# [The request]
Transcribe the full listing exactly, and drop every picture.

# [Data for the task]

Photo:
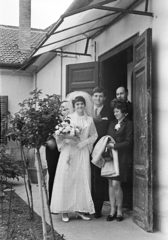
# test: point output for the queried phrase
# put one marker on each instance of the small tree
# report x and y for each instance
(9, 168)
(32, 126)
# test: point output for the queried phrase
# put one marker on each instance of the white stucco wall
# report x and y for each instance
(16, 86)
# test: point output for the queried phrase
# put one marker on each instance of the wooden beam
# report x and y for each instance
(73, 53)
(130, 11)
(86, 8)
(73, 36)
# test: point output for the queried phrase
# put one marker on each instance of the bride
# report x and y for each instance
(72, 184)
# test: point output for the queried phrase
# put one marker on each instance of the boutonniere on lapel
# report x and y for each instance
(117, 126)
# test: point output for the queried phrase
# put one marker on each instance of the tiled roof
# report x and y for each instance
(9, 40)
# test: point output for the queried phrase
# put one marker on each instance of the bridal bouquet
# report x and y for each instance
(67, 129)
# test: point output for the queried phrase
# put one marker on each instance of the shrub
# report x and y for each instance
(9, 168)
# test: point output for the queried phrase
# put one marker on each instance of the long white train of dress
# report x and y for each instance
(72, 183)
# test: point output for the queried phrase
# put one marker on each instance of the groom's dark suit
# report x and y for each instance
(100, 184)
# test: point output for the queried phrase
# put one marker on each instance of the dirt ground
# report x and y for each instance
(15, 221)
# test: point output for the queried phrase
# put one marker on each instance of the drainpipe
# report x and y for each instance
(61, 73)
(25, 26)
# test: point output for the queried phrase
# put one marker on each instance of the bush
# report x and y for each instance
(8, 167)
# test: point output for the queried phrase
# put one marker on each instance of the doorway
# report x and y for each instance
(117, 71)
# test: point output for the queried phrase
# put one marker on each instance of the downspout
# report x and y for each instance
(95, 50)
(61, 74)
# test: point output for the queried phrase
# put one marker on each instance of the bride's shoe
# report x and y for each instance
(82, 216)
(65, 217)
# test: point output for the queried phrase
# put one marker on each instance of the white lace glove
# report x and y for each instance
(82, 144)
(70, 142)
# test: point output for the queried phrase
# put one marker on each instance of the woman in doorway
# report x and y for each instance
(121, 131)
(72, 184)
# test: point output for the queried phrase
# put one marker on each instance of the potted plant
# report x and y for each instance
(32, 126)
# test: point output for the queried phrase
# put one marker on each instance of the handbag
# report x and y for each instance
(108, 169)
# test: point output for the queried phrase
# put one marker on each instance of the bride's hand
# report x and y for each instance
(110, 145)
(71, 142)
(82, 144)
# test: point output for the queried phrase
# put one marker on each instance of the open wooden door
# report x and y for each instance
(142, 186)
(82, 76)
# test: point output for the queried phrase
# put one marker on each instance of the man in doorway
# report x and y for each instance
(122, 93)
(102, 121)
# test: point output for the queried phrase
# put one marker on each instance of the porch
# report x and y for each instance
(77, 229)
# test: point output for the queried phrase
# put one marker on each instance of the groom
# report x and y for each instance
(102, 121)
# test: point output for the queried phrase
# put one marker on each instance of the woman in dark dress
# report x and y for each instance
(121, 131)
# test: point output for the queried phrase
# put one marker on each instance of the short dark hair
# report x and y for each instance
(78, 99)
(119, 104)
(99, 90)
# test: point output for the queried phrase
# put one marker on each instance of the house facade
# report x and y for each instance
(131, 51)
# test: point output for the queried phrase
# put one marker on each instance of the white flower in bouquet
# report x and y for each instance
(117, 126)
(67, 129)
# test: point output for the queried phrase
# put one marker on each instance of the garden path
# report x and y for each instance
(96, 229)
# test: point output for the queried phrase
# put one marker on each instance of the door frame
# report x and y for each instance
(112, 52)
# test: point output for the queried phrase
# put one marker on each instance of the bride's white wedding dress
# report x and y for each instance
(72, 184)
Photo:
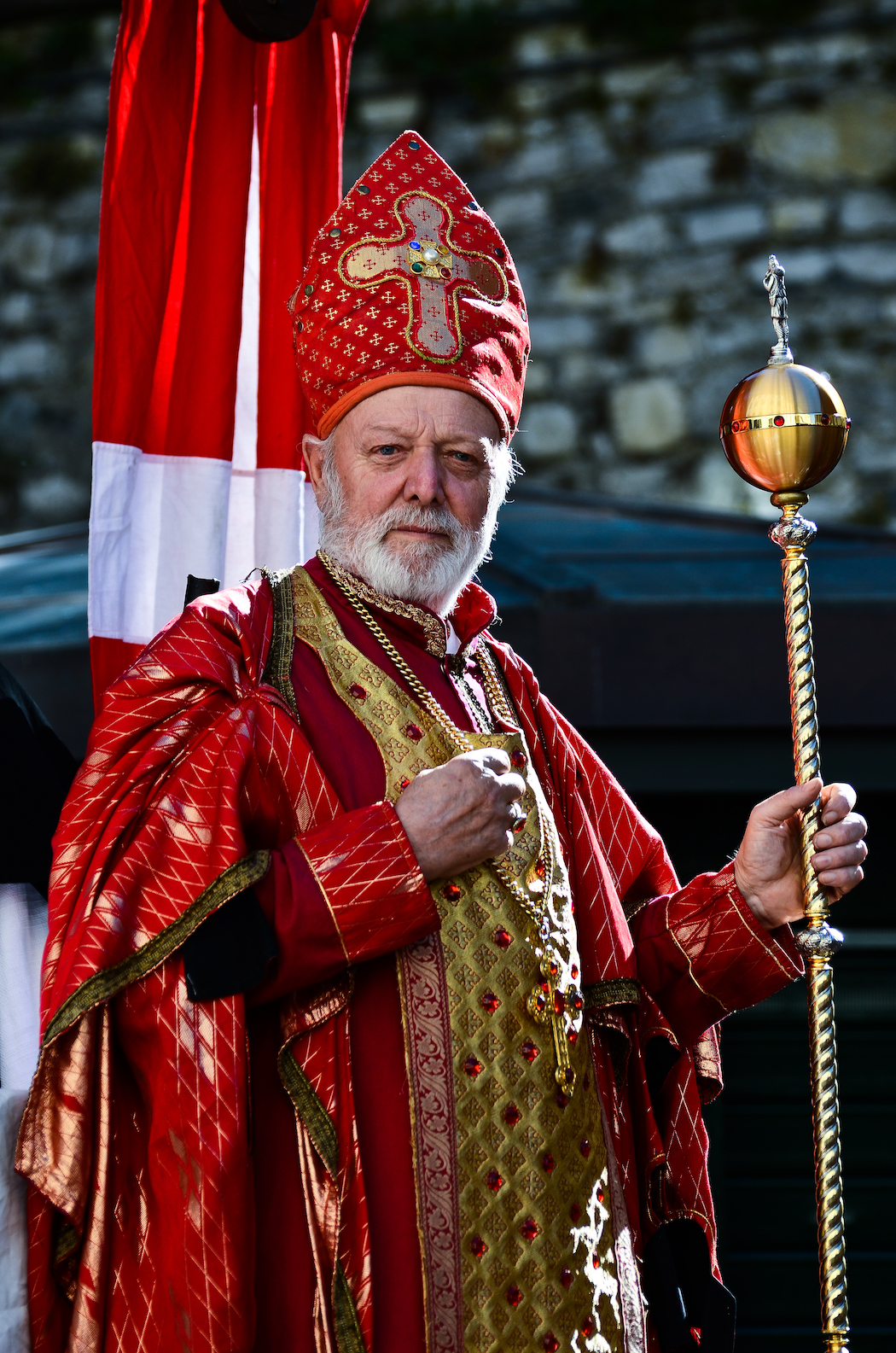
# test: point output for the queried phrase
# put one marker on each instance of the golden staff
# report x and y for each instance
(784, 429)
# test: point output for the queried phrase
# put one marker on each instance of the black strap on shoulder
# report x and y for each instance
(276, 670)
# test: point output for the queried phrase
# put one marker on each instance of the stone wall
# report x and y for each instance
(641, 199)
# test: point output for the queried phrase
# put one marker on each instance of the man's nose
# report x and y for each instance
(424, 483)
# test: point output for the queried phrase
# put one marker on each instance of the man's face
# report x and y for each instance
(406, 490)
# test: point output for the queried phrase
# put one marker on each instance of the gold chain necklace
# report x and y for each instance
(547, 1001)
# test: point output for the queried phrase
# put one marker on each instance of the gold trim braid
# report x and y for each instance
(110, 981)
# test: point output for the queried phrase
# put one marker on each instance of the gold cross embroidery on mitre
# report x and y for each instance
(433, 270)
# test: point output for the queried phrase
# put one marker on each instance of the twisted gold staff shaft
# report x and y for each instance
(817, 942)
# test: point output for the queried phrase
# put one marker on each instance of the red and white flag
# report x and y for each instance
(222, 162)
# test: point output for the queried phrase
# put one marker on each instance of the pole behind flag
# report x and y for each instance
(224, 160)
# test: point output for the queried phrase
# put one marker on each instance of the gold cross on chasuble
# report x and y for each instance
(524, 1163)
(433, 270)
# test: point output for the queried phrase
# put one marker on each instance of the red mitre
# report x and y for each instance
(409, 283)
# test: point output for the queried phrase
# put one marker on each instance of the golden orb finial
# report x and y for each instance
(784, 427)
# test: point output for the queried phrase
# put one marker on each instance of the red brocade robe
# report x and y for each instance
(237, 1173)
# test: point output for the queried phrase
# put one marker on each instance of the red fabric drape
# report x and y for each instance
(172, 229)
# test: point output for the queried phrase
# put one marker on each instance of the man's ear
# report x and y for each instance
(313, 456)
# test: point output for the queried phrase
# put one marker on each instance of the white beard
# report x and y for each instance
(428, 571)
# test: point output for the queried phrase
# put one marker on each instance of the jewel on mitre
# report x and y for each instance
(409, 283)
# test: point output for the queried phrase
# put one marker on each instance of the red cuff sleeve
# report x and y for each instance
(701, 954)
(344, 893)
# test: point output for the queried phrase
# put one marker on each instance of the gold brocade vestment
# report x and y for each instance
(529, 1172)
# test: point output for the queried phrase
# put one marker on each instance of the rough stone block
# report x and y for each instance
(515, 212)
(667, 345)
(674, 178)
(644, 234)
(853, 138)
(649, 416)
(868, 263)
(863, 213)
(547, 430)
(725, 225)
(30, 359)
(798, 215)
(559, 335)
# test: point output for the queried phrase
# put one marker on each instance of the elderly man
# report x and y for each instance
(375, 1018)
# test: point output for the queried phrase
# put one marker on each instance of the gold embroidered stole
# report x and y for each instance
(538, 1268)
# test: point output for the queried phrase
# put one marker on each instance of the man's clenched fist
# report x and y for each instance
(461, 814)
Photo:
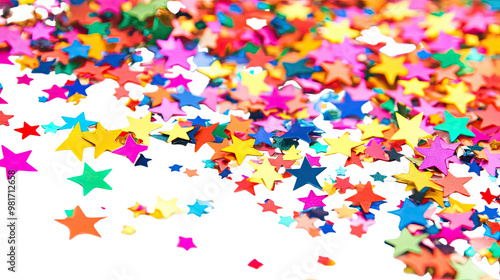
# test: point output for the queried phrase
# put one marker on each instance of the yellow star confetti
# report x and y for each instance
(341, 145)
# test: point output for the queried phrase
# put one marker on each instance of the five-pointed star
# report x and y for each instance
(391, 67)
(142, 127)
(104, 140)
(372, 130)
(255, 82)
(265, 173)
(419, 179)
(454, 126)
(91, 179)
(409, 130)
(177, 132)
(215, 70)
(336, 32)
(241, 148)
(78, 223)
(458, 95)
(167, 207)
(414, 86)
(406, 242)
(306, 175)
(341, 145)
(16, 162)
(75, 142)
(365, 197)
(345, 212)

# [Exercise response]
Photo:
# test: point output for the queried phrase
# put one marker on each instance of the small tree
# report x and y for each instance
(9, 168)
(32, 126)
# test: point output for the queried phrase
# put one marker on each instance of the white stucco wall
# report x and y for each instance
(16, 86)
# test: point output for the queried phrase
# put one marker on each instance of the wooden beam
# report x and y for each instance
(73, 53)
(130, 11)
(86, 8)
(73, 36)
# test: point output for the queried phrase
# put one marker on each instance of the bride
# report x and y for each instance
(72, 184)
# test: point output for the queried phrase
# put one marker on each instance of the boutonniere on lapel
# report x and y for each instance
(117, 126)
# test: point output for the queried phrase
# put one marker on each instance of the tiled roof
# report x and y for each instance
(9, 40)
# test: point output for the queried phrase
# put one marker on each instance of the bridal bouquet
# report x and y for each instance
(67, 129)
# test: point output for the queried phrase
# put one marker on each instance of the shrub
# report x and y for each instance
(9, 168)
# test: point output for the queried phrase
# put one marker on each instance of the long white train of dress
# report x and y for each instance
(72, 183)
# test: point output for the queried phrase
# put one marker on each instance of the groom's dark suit
# report x and y for each instance
(100, 184)
# test: point output for the queried phrase
# put one marker on each instance of the dirt ground
# report x and y for each instance
(15, 221)
# test: point output for the queried phrase
# put one marker on each instance of the drainpipe
# report x and y for each instance
(61, 73)
(25, 26)
# test: point output for the queried phrase
# put one marker on each instance of the bush
# report x and y for each instance
(8, 167)
# test: point output for the queried phrase
# put one marker on each instance of the doorway
# report x and y for each instance
(117, 71)
# test: point output for the queried phrase
# put one marker on each instance of the downspout
# report x and y for each instance
(95, 50)
(61, 74)
# test: point output for the queried phrase
# put one marker on each instance of the bride's shoe
# report x and y for each instance
(82, 216)
(65, 217)
# test: point output for the queried phrase
# put one marker on each instance of the white lace glove
# report x and y for each instance
(82, 144)
(70, 142)
# test: point output for the queried phrase
# put one marker on each instance of the woman in doorway
# report x and y for each instance
(121, 131)
(72, 184)
# test: point output for the queried phrase
# put one marker on each instance of the potted plant
# report x and y for each instance
(32, 126)
# test: point output for the queried phrase
# put one marker on each instance of the handbag
# report x and y for each instance
(108, 169)
# test: point output for the queried phrase
# put one marker on each instance of the bride's hand
# report x and y for each instance
(110, 145)
(71, 142)
(82, 144)
# test: point output for the queried phrase
# put one marker on each instance of the open wooden door
# report x and y for each instance
(142, 186)
(82, 76)
# test: point output for the queried phrase
# put one marker on each instance of the man in doorway
# report x and y for each instance
(122, 93)
(102, 121)
# test: point output for the queried phrase
# put one marker on each instance of the porch
# report x and y for each instance
(77, 229)
# test: point output for the queried phrase
# put one marker on each instance of the groom
# report x and y for each instance
(102, 121)
# test: point output for the queried phrase
# put one marker on each instance of the woman in dark dress
# report x and y for each instance
(121, 131)
# test: point output for the queried phrase
# put one marker on each instance of the short dark hair
# report x and y for each instance
(78, 99)
(119, 104)
(99, 90)
# test: point output for the queried phrase
# put one marker on each instance of the house facade
# report x and y for each instance
(131, 51)
# test: point output for the queried phrase
# put one marker on each instance of the white flower in bouquet
# report x and y for each instance
(117, 126)
(67, 129)
# test: point output for the queried phrase
# put one marker on each instance of the garden path
# report x and y for each instance
(96, 229)
# test: point output for the queried phrase
# put one marker on each instance of the door frame
# report x and y for each instance
(112, 52)
# test: point output for the queried phrase
# put one marker on each instance of the bride's white wedding dress
# report x and y for each instance
(72, 184)
Photo:
# test: point output for the queried phrase
# put one marker on each instance of the golden staff
# report x and y for each instance
(784, 429)
# test: point output for the queried phrase
# put one marker on each instance of the black strap on shoulder
# report x and y for each instance
(276, 670)
# test: point output for the queried phrase
# put one marker on each instance of the stone wall
# report x and y for each instance
(641, 199)
# test: point output for the queried phrase
# put one marker on each instance of the man's nose
# report x and y for each instance
(424, 483)
# test: point output for the queried phrase
# put one marker on each instance of the man's face
# report x and y for each instance
(406, 490)
# test: point output for the queried phrase
# put one marker on each instance of the gold chain necklace
# report x and y for each instance
(547, 1001)
# test: point output for the queried phrase
# put one marker on each instance of the gold trim braid
# report x and y for each instance
(110, 981)
# test: point output for the queried phrase
# put one marker on each instance of the gold cross embroidery on mitre
# report x and y for each instance
(433, 270)
# test: point output for the queried phrase
# put one marker on each instance of the twisted gold staff shaft
# report x and y for each instance
(817, 942)
# test: point output for the queried phrase
# put one marker on each instance of the red and white flag
# report x and y for each instance
(222, 162)
# test: point output for the queried phrase
# put one marker on each instance of the pole behind flag
# report x and y for each instance
(224, 160)
# test: point output for the queried phrase
# put one marker on each instance of the gold cross on chasuble
# report x and y for each instance
(524, 1163)
(433, 270)
# test: point output for the queried phrase
# put one marker on each instance of the red mitre
# report x and y for each instance
(409, 283)
# test: point output for the queried phrase
# put one marker on each instance of the golden orb finial
# report x and y for each instance
(784, 427)
# test: point output for the queried phrase
# put one marker on each instance of the red brocade robe
# report x and y for each instance
(237, 1173)
# test: point output for the queried phrase
# put one marker on each instance of the red fabric drape
# report x and y for each instance
(172, 229)
# test: point output for the queried phrase
# put one marker on each instance of the man's ear
# report x and y for each instance
(313, 456)
# test: point output for the queried phrase
# put one marker on each instance of the white beard
# report x and y for each instance
(428, 571)
# test: point output for the queried phrase
# put one marker on each instance of the jewel on mitre
# report x and y for each instance
(409, 283)
# test: point output for the queried phrase
# put one marker on each instance of the red cuff sleeve
# report x and y for each instance
(701, 954)
(344, 893)
# test: point output for the queried phrase
# put one marker on each instance of the gold brocade vestment
# report x and y for each instance
(529, 1172)
# test: point output for the queried phrase
# put one marker on each instance of the rough stone block
# report x and y for each instance
(515, 212)
(667, 345)
(674, 178)
(644, 234)
(853, 138)
(649, 416)
(868, 263)
(863, 213)
(547, 430)
(725, 225)
(30, 359)
(798, 215)
(559, 335)
# test: point output for the queried phrase
# put one marker on each instance of the elderly man
# report x and y for each instance
(375, 1018)
# test: point output for the queried phrase
# put one marker on each instance of the gold embroidered stole
# report x and y for each instance
(538, 1268)
# test: point output for the queried phrase
# put one marker on each instance of the man's clenched fist
# report x and y for each instance
(461, 814)
Photo:
# test: point output for the queried phrase
# put one marker on each instance of the yellow star confetti
# report x and y for each instance
(341, 145)
# test: point output for the queried phrase
# put one marker on each instance of the five-pointed star
# report x and y for each instance
(391, 67)
(142, 127)
(104, 140)
(372, 130)
(255, 82)
(265, 173)
(419, 179)
(454, 126)
(91, 179)
(409, 130)
(177, 132)
(215, 70)
(336, 32)
(241, 148)
(78, 223)
(458, 95)
(167, 207)
(414, 86)
(406, 242)
(306, 175)
(341, 145)
(16, 162)
(75, 142)
(365, 197)
(345, 212)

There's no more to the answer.